Tarefa proposta: Reproduza tal como está o trecho do texto sobre o recurso, começando em "8 – Neste recurso" e prosseguindo até "pela Ré BB.".

Texto fornecido:

7- O Tribunal a quo deu como provado que a Ré BB sabia que o objeto desse acordo não estava em nome da B..., Lda e que, por isso todas as despesas foram feitas de má fé, pois as despesas na casa estavam a prejudicar o proprietário e que bastaria retirar uma certidão predial para compreender todo o processo. Mais se refere que todas as faturas apresentadas pela Ré BB não foram validadas pelo Tribunal a quo, por não estarem traduzidas e outras por estarem ilegíveis e infundadas.

8 – Neste recurso o Recorrente assenta os seus argumentos de defesa em três fundamentos, em que a Ré não sabia que o imóvel não pertencia à B... Lda, a utilidade das benfeitorias para o Autor A... e a inconstitucionalidade do artigo 128.º, n.º 5 do CIRE

9 – Ora, o primeiro argumento não merece acolhimento porquanto o próprio contrato-promessa assinado pela Ré BB na cláusula 3.º e 5.º indica precisamente que sabia que o imóvel era de um terceiro e que não estava registado em nome do promitente vendedor, nem foi requerida qualquer anulabilidade do respetivo contrato pela Ré BB.

10 – O direito de retenção não o torna proprietário do imóvel, e assim a Ré BB não pode vir afirmar que sabia que não estava em nome da B... Lda, para posteriormente, vir afirmar que estava convencida de que iria estar reclamando a sua boa fé. Desta forma se concordando, em, absoluto, com o que está descrito no Acórdão do STJ de 07/10/1982, processo n.º 070124 em que “haverá má fé quando vícios ou defeitos na aquisição, deles tenha conhecimento, não se abstendo de realizar as despesas com a coisa retida e tendo consciência que lesa o direito de outrem.”

(Entradas de anotação de pontos em imagens)
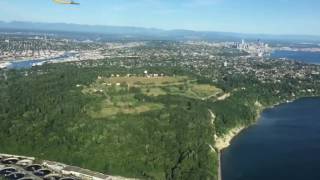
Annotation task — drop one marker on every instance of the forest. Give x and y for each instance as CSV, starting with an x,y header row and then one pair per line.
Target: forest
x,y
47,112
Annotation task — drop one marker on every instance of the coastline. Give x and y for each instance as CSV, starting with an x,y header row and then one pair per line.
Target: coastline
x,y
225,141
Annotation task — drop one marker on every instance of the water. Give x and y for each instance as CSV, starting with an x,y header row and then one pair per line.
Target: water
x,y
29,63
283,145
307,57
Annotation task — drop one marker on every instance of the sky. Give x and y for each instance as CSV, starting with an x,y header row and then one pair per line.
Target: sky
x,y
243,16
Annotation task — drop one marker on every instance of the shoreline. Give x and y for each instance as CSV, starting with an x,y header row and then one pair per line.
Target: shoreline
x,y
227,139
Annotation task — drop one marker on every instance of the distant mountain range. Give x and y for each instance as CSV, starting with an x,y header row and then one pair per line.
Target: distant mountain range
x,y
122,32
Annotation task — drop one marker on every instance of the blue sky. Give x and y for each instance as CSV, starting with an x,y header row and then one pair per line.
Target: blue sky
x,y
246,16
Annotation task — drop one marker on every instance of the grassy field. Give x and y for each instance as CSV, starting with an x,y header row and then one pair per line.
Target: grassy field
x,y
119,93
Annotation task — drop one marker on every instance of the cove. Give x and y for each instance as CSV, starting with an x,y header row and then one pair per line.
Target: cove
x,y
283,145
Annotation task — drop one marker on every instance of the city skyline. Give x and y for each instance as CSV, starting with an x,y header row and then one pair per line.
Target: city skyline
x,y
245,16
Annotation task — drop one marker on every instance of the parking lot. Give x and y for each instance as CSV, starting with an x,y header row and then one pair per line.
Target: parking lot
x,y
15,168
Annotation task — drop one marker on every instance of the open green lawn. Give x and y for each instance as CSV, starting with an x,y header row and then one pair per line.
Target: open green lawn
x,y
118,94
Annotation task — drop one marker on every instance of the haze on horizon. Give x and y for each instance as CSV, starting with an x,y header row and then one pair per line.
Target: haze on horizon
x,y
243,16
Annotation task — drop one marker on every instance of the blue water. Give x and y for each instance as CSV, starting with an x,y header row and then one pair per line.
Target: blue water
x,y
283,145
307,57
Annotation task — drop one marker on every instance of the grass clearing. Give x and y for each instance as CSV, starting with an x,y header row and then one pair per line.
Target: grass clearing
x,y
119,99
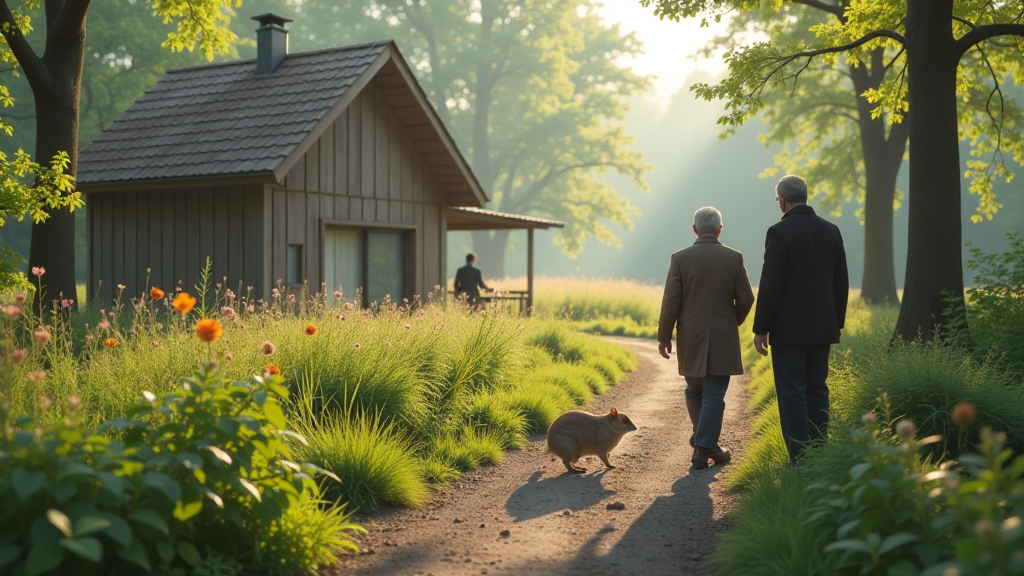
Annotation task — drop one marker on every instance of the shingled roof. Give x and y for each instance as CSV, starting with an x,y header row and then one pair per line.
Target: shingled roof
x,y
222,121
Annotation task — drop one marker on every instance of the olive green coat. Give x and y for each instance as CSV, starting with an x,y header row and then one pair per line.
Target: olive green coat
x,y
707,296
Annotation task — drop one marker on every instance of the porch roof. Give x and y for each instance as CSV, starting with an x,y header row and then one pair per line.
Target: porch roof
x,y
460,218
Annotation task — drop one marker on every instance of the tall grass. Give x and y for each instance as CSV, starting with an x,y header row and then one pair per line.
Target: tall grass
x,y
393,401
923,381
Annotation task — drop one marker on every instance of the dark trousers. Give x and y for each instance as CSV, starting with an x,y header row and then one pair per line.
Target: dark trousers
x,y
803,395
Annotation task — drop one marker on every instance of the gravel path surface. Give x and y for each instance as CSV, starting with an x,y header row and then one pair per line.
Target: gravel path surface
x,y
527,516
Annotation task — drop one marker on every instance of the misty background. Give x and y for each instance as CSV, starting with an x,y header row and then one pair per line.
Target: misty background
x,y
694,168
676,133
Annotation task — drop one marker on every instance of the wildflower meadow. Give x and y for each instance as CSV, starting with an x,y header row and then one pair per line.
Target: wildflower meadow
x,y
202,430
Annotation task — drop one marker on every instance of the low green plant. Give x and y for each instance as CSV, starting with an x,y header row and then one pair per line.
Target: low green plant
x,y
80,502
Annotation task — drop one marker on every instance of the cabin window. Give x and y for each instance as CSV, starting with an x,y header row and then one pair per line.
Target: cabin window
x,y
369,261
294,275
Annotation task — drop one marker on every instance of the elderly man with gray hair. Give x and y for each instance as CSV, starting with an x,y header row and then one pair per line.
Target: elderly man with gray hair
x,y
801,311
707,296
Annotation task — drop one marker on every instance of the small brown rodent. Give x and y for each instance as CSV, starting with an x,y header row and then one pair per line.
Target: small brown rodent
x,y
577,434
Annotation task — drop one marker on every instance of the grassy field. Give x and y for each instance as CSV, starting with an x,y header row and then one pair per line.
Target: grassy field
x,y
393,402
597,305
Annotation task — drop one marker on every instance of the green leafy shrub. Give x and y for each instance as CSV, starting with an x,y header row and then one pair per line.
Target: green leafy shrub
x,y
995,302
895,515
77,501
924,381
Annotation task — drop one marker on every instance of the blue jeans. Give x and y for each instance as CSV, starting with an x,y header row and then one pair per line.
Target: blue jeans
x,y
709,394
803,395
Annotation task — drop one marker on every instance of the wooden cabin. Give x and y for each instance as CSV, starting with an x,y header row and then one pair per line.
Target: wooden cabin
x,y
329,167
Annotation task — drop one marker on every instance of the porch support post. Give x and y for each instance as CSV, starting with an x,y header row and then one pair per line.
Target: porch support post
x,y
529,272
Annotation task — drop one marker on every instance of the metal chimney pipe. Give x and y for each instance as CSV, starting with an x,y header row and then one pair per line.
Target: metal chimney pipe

Resposta escrita:
8 – Neste recurso o Recorrente assenta os seus argumentos de defesa em três fundamentos, em que a Ré não sabia que o imóvel não pertencia à B... Lda, a utilidade das benfeitorias para o Autor A... e a inconstitucionalidade do artigo 128.º, n.º 5 do CIRE

9 – Ora, o primeiro argumento não merece acolhimento porquanto o próprio contrato-promessa assinado pela Ré BB na cláusula 3.º e 5.º indica precisamente que sabia que o imóvel era de um terceiro e que não estava registado em nome do promitente vendedor, nem foi requerida qualquer anulabilidade do respetivo contrato pela Ré BB.